* **Письменное задание 1**
Ответьте по фрагменту документа на три вопроса.
(а) Раньше какого времени, по тексту, не допускают Петю Шепотинника с рассказом о кино?
(б) Фильмы каких режиссеров названы в тексте?
(в) Что, согласно второму абзацу, имеет значение в будущем соревновании государственных систем?

* **Фрагмент документа**
Ты не допускаешь Петю Шепотинника с рассказом о кино раньше, чем в половине первого ночи, — значит, у тебя не будет людей, которые хотели бы посмотреть фильмы братьев Коэнов или Ларса фон Триера, нет этих людей. И раз нет этих людей, завтра не будет людей, которые придумают программу противостояния американским системам наведения ракет. Это Рогозин должен идти и просить, чтобы было больше интеллектуальных программ на телевидении, и тогда всё будет получаться. И это всё — культура».
«Будущее соревнование государственных систем не будет связано с территориями, с прямой экономической мощью, с величиной ВВП, даже с количеством ракет, имеет значение только одно — качество человеческого капитала. Причем человеческий капитал, так же как и культура, не должен пониматься узко, по социально-демографическим показателям — какое образование, сколько зарабатываешь, сколько купил машин, — нет, это в первую очередь мировоззренческое наполнение, культурные модели. Если не произойдет движения нашей страны в сторону создания адекватных культурных моделей, в первую очередь моральных, ориентированных на человека, на гуманизм, на взаимопомощь, не произойдет переориентации мощного государства на мощную личность, мы в культурном соревновании проиграем».

* **Письменное задание 2**
Соберите из записей все строки, где встречается слово "green".

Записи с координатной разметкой
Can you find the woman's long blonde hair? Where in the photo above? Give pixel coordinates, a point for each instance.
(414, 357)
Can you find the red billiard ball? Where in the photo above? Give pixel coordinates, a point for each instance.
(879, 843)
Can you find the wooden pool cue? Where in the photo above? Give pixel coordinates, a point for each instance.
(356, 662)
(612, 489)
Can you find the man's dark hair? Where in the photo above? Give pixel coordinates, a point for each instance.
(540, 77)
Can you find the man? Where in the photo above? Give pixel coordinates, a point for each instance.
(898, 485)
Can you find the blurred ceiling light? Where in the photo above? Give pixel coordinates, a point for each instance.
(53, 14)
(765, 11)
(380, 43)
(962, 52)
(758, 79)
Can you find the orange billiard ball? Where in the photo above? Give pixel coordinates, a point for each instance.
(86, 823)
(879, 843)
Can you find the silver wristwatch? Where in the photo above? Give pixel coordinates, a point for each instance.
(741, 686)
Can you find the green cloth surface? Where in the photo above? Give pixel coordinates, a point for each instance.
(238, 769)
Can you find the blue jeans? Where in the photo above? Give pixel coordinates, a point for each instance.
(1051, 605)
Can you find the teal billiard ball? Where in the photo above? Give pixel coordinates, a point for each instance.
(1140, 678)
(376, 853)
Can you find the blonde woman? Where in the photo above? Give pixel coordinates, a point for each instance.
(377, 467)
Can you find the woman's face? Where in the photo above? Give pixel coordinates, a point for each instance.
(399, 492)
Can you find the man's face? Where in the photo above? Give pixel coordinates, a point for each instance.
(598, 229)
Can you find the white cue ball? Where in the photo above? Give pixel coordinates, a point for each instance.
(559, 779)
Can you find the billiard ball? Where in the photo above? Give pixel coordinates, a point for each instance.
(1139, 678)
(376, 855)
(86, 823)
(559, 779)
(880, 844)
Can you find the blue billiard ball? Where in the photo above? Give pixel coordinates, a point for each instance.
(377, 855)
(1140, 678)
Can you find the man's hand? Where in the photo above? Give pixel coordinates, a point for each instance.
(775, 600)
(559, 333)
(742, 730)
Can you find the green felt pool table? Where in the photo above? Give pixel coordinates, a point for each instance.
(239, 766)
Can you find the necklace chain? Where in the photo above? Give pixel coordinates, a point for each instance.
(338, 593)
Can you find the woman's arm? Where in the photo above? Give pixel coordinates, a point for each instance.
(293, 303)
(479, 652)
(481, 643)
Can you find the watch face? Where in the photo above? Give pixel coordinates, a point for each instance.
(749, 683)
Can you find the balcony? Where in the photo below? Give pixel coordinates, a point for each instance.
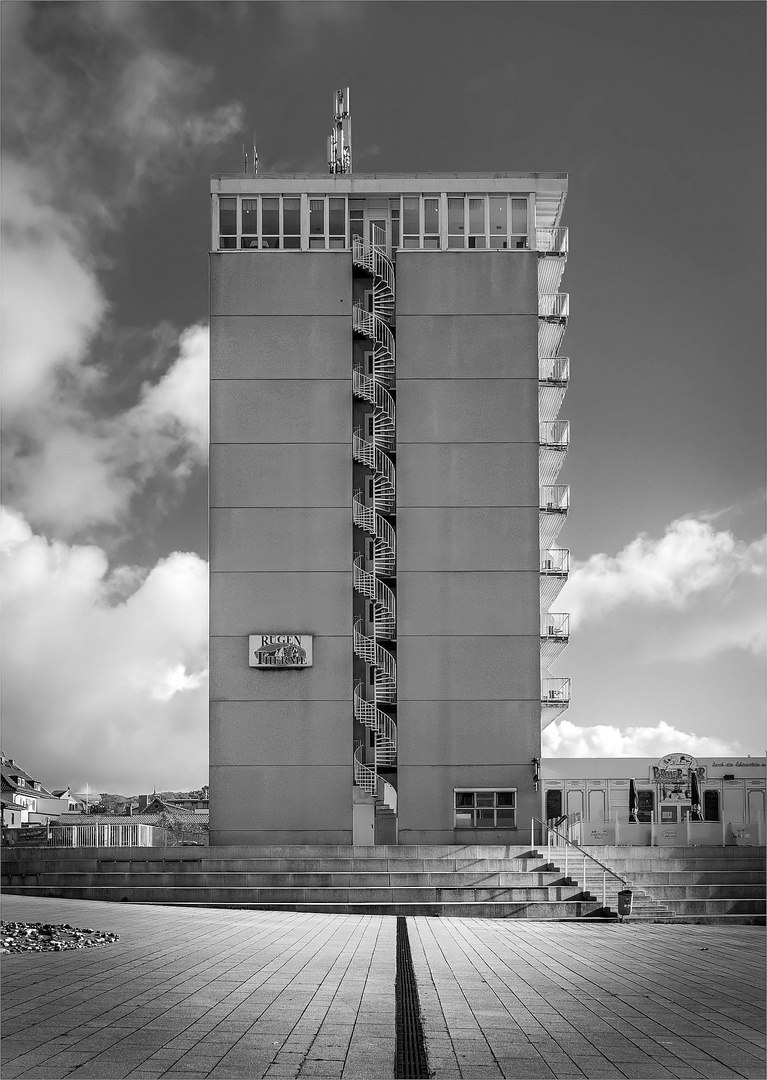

* **Полный ответ 1**
(а) Раньше половины первого ночи.
(б) Фильмы братьев Коэнов и Ларса фон Триера.
(в) Только одно: качество человеческого капитала.

* **Полный ответ 2**
Can you find the green cloth surface? Where in the photo above? Give pixel coordinates, a point for each instance.
Can you find the green felt pool table? Where in the photo above? Give pixel coordinates, a point for each instance.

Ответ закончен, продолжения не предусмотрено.